→ **TRY IT**
Your reply should be a single number, the count of lines in the records that contain "shirt".

→ **DATA FOR REVIEW**

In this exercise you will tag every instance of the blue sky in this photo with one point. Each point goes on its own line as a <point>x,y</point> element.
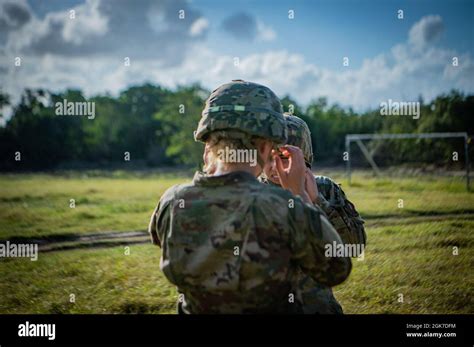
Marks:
<point>388,57</point>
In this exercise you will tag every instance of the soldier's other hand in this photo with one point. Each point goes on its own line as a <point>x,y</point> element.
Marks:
<point>311,187</point>
<point>292,177</point>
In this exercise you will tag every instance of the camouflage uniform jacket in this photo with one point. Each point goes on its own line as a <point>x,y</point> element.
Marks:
<point>317,298</point>
<point>233,245</point>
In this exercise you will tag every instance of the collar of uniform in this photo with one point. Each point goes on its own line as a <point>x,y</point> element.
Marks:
<point>202,179</point>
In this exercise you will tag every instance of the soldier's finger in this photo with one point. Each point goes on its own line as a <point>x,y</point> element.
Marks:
<point>280,168</point>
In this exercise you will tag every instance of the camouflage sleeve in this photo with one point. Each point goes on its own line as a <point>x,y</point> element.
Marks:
<point>341,213</point>
<point>161,217</point>
<point>312,237</point>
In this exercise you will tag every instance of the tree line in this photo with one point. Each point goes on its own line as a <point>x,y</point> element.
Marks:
<point>150,126</point>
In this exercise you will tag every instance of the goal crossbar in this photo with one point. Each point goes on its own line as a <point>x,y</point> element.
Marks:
<point>358,138</point>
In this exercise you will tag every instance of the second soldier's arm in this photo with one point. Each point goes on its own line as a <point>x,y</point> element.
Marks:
<point>313,243</point>
<point>340,212</point>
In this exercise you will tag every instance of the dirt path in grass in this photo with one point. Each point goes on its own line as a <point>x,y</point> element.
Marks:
<point>61,242</point>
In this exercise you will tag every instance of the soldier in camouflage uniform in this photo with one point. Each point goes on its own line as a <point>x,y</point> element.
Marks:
<point>229,243</point>
<point>340,211</point>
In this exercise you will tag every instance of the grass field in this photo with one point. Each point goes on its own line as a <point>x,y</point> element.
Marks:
<point>409,251</point>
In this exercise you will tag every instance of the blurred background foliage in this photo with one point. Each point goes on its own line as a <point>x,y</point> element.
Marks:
<point>155,125</point>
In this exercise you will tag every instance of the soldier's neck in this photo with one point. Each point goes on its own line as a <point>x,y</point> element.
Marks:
<point>234,167</point>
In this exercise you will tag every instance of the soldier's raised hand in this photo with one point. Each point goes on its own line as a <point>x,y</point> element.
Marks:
<point>292,177</point>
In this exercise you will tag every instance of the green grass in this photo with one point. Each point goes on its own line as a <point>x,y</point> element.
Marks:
<point>409,251</point>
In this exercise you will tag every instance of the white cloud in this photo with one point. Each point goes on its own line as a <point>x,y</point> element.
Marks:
<point>402,73</point>
<point>426,31</point>
<point>199,27</point>
<point>265,33</point>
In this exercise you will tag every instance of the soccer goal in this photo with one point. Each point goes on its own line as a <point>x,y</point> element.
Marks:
<point>358,138</point>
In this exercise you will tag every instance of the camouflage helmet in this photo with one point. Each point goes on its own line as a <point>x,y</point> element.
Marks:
<point>299,135</point>
<point>246,107</point>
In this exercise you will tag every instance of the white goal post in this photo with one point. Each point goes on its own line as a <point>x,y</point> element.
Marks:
<point>358,138</point>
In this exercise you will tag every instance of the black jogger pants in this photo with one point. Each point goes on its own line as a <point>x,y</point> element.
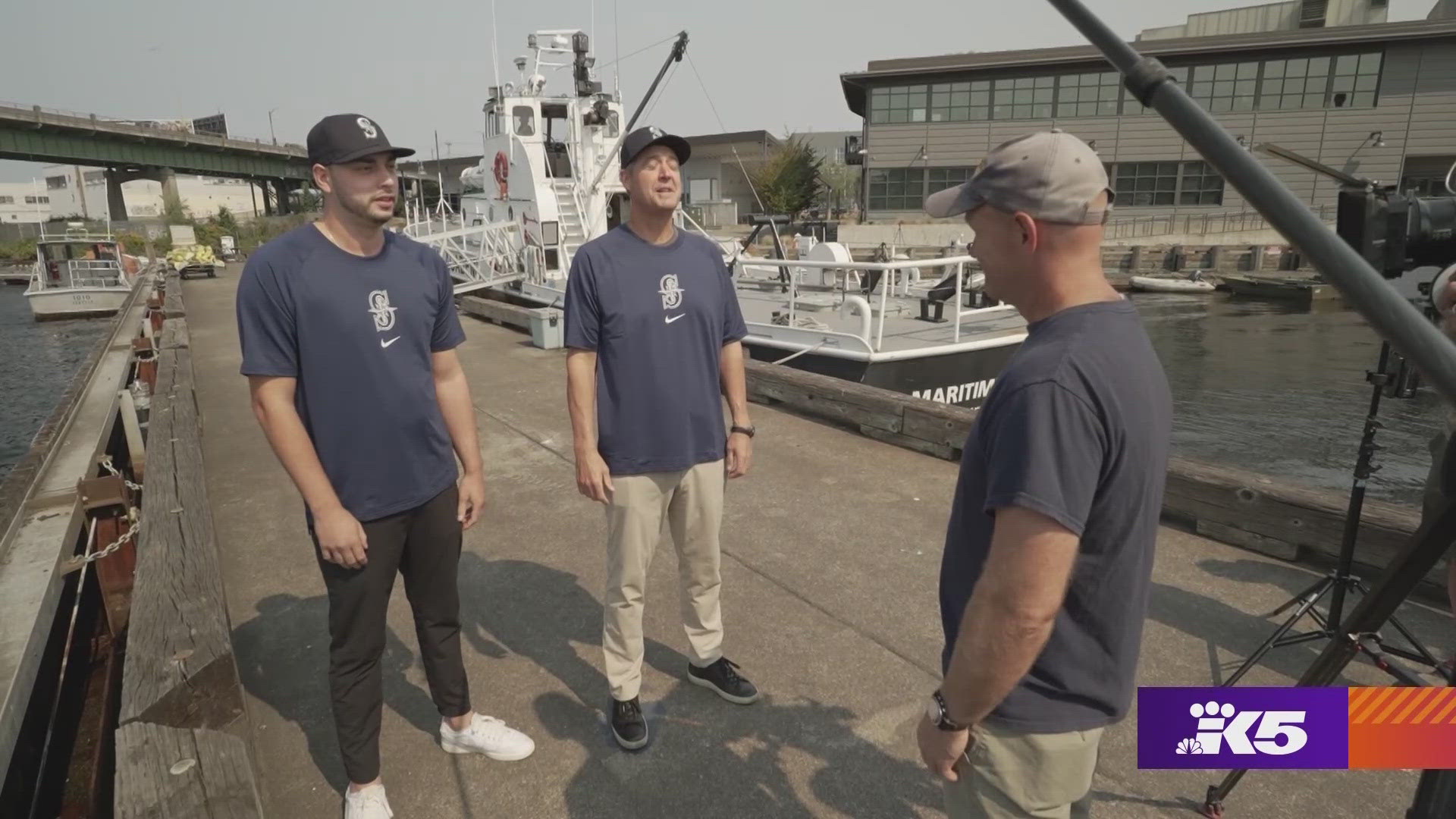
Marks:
<point>421,544</point>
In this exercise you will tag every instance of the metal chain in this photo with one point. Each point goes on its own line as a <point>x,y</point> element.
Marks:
<point>105,464</point>
<point>131,532</point>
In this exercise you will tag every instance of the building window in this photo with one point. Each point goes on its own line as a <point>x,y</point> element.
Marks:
<point>943,178</point>
<point>1354,80</point>
<point>897,188</point>
<point>906,188</point>
<point>903,104</point>
<point>1166,183</point>
<point>1024,98</point>
<point>1291,85</point>
<point>1348,80</point>
<point>1200,184</point>
<point>1226,86</point>
<point>1088,95</point>
<point>960,102</point>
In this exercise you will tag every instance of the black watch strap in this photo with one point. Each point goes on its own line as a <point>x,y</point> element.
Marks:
<point>946,723</point>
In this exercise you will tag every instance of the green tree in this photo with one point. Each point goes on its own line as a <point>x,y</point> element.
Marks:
<point>226,221</point>
<point>788,183</point>
<point>172,209</point>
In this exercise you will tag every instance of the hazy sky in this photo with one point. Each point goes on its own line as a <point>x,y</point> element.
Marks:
<point>424,66</point>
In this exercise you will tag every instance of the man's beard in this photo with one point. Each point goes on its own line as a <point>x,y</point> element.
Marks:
<point>363,212</point>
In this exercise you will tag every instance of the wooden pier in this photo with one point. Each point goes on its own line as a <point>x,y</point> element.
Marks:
<point>212,623</point>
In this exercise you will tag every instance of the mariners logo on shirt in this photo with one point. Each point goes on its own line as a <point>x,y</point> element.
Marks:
<point>672,293</point>
<point>383,314</point>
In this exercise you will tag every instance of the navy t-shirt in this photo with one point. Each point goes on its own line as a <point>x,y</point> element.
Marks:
<point>1078,428</point>
<point>359,334</point>
<point>658,318</point>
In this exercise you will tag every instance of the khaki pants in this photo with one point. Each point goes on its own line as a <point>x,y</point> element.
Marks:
<point>1024,776</point>
<point>692,504</point>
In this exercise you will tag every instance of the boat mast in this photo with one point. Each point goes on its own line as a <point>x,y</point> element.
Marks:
<point>679,47</point>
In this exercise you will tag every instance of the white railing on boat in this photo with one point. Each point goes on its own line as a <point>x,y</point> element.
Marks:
<point>902,284</point>
<point>479,256</point>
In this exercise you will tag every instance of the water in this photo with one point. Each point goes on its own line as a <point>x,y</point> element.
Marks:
<point>1282,391</point>
<point>1257,385</point>
<point>36,365</point>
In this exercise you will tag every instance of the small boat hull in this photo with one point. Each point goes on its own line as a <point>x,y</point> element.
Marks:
<point>76,303</point>
<point>1292,290</point>
<point>960,378</point>
<point>1158,284</point>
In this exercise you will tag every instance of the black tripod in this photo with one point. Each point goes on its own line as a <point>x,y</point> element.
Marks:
<point>1389,378</point>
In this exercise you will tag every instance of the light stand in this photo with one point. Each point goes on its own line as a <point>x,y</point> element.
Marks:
<point>1394,379</point>
<point>1391,315</point>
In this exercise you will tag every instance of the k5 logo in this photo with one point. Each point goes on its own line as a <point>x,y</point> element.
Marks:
<point>1223,725</point>
<point>1200,727</point>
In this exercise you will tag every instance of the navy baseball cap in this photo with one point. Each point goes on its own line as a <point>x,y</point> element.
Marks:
<point>346,137</point>
<point>650,136</point>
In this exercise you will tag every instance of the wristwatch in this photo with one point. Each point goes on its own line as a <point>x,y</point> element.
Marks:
<point>938,714</point>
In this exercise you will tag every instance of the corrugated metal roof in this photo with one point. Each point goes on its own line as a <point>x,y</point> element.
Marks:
<point>854,83</point>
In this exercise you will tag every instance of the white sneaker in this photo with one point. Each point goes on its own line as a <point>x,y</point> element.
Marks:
<point>490,736</point>
<point>367,803</point>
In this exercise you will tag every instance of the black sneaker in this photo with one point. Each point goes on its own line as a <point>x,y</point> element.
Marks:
<point>724,679</point>
<point>628,725</point>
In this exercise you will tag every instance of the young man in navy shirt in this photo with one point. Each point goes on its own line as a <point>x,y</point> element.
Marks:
<point>1050,545</point>
<point>654,334</point>
<point>348,338</point>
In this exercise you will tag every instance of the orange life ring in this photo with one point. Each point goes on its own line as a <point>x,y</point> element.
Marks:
<point>503,171</point>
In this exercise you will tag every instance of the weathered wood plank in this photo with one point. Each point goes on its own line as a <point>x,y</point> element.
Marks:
<point>826,407</point>
<point>946,426</point>
<point>172,303</point>
<point>180,667</point>
<point>827,387</point>
<point>498,312</point>
<point>136,445</point>
<point>929,447</point>
<point>165,773</point>
<point>174,334</point>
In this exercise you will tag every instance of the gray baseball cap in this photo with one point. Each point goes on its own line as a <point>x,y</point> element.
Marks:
<point>1049,175</point>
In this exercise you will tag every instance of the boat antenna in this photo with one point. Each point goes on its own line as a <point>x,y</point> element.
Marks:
<point>724,130</point>
<point>495,36</point>
<point>617,55</point>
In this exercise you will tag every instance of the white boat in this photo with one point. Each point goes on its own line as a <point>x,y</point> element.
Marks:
<point>1169,284</point>
<point>80,275</point>
<point>548,183</point>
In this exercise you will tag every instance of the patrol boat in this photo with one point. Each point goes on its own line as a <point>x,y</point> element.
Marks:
<point>548,183</point>
<point>79,275</point>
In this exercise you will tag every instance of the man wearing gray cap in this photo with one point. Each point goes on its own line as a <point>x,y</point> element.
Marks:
<point>1050,545</point>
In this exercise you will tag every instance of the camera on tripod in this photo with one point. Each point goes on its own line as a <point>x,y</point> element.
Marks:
<point>1408,240</point>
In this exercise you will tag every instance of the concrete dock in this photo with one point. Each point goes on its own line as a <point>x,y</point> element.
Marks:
<point>832,553</point>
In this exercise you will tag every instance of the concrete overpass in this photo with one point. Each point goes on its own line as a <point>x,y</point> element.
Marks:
<point>137,152</point>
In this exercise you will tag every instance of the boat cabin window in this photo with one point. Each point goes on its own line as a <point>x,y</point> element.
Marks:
<point>612,127</point>
<point>557,130</point>
<point>554,120</point>
<point>525,117</point>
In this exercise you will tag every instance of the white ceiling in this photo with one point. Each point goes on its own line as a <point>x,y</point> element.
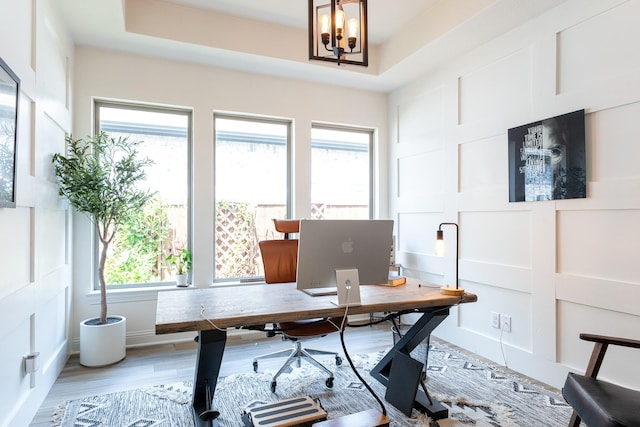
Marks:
<point>408,37</point>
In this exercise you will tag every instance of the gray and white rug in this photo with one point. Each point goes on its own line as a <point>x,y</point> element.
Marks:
<point>476,394</point>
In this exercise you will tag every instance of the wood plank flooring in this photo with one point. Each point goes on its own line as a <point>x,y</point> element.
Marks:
<point>161,364</point>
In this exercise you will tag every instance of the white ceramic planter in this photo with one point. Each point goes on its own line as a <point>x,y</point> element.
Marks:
<point>181,280</point>
<point>102,345</point>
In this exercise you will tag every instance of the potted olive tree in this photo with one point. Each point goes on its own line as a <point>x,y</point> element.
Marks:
<point>100,177</point>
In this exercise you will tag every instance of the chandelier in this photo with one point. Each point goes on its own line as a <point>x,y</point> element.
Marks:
<point>338,31</point>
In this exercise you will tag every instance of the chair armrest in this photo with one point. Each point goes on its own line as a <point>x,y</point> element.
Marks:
<point>626,342</point>
<point>599,349</point>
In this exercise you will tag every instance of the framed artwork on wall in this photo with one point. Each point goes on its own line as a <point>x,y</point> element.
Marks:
<point>547,159</point>
<point>9,97</point>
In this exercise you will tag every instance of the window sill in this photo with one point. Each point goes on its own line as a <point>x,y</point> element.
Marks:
<point>119,296</point>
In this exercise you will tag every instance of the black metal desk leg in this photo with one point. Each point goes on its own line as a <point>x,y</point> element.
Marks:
<point>210,349</point>
<point>411,339</point>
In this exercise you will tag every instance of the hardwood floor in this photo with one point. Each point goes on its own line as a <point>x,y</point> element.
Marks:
<point>161,364</point>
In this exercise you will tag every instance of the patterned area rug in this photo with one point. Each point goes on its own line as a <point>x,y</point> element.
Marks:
<point>484,396</point>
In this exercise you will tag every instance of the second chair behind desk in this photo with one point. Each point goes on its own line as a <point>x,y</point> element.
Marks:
<point>279,257</point>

→ **WRITTEN ANSWER**
3